**ACTIVITY:** Write out each line of the records that has "form" in it.
===== MATERIAL FOR THE TASK
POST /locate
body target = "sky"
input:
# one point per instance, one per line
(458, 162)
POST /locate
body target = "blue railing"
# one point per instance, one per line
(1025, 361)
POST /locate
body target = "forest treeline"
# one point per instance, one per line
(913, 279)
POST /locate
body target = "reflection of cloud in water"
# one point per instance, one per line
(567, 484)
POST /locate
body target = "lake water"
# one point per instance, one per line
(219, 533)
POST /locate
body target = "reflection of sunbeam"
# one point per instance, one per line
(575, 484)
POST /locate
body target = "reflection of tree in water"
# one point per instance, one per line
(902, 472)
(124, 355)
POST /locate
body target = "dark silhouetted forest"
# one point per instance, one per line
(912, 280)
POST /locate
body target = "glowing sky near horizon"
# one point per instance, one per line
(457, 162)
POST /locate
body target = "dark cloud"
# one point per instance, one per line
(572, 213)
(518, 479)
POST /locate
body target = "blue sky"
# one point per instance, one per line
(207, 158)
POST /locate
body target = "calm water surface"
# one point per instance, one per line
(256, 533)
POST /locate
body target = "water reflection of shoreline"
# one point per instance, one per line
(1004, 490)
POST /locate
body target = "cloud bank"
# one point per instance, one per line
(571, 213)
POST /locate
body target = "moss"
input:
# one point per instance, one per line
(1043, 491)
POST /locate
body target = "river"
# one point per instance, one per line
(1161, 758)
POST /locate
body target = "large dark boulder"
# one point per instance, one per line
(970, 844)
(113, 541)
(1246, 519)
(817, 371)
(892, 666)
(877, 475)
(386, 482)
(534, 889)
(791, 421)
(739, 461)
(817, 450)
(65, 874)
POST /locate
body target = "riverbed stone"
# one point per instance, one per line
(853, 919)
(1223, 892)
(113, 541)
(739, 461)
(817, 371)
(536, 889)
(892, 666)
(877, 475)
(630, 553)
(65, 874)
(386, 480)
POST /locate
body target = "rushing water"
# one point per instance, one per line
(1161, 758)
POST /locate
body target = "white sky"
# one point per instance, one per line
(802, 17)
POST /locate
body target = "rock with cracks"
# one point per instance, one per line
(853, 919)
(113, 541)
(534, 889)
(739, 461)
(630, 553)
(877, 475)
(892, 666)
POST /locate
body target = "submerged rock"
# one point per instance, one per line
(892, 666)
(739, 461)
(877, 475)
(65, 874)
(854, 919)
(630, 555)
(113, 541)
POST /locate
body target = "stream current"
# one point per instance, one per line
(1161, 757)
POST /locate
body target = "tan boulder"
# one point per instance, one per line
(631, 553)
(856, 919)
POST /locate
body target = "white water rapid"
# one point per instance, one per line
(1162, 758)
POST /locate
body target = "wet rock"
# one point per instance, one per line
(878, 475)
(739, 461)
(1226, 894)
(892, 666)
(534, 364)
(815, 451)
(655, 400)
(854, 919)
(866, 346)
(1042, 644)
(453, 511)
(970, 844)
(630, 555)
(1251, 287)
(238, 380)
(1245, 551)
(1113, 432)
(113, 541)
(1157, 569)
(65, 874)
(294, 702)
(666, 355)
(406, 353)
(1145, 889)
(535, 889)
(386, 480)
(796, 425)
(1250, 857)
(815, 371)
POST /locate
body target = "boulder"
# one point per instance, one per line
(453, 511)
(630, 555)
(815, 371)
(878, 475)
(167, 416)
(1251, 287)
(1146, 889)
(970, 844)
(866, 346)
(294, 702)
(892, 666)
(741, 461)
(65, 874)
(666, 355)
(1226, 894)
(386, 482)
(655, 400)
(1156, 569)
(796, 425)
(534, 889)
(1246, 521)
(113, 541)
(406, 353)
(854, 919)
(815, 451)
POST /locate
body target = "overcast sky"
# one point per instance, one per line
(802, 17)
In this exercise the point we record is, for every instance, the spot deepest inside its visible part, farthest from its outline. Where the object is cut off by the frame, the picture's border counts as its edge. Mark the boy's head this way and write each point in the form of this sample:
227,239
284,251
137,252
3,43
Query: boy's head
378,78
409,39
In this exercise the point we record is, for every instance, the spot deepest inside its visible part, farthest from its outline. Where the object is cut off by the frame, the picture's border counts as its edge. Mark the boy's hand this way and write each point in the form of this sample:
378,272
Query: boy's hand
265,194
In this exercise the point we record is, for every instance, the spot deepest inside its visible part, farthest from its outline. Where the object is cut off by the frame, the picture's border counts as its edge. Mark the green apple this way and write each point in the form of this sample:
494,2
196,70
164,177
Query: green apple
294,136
==========
**EXERCISE ANSWER:**
In this exercise the point we record is, for every instance, the spot deepest inside its visible part, farthest from its outline. Where the object is cut off by the frame, the picture's border counts as its edge. Mark the boy's head this way and write each point in the form of this sample:
In this exercise the point we record is, for every instance, the spot deepest inside its visible part, farthest from its outline. Where the object is cut off by the frame, the picture's border counts as its edge. Mark the boy's hand this way and write each point in the form of this sample:
In this exercise the point we record is, for every instance, the spot deepest inside its visible part, farthest from its outline. Where the object is cut off by the frame, the picture's border counts as its edge. Mark the green apple this way and write each point in the form of this sample:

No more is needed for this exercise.